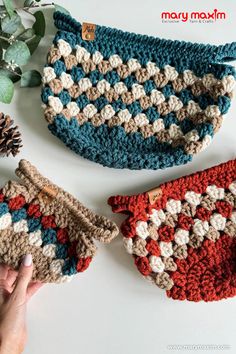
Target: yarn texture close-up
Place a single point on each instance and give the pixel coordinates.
(182, 235)
(40, 218)
(133, 101)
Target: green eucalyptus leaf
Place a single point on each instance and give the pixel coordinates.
(31, 78)
(33, 43)
(40, 23)
(27, 34)
(11, 24)
(19, 30)
(2, 9)
(61, 9)
(9, 7)
(6, 89)
(17, 53)
(4, 44)
(13, 75)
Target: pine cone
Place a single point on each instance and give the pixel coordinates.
(10, 137)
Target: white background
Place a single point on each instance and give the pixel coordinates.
(111, 309)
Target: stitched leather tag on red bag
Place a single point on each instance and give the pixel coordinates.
(88, 31)
(154, 195)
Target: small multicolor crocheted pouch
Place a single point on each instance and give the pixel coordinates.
(182, 234)
(132, 101)
(40, 218)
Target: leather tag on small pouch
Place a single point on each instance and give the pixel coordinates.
(47, 194)
(154, 195)
(88, 31)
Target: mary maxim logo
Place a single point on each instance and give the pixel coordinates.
(194, 16)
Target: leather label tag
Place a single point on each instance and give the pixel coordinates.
(88, 31)
(154, 195)
(47, 194)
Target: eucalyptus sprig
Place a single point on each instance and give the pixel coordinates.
(18, 43)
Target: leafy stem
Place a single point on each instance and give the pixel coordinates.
(10, 70)
(33, 6)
========================================================================
#### Task requirements
Work out the number of lines in the entries above that hold the word "Target", giving the number without comment.

#### Task answer
11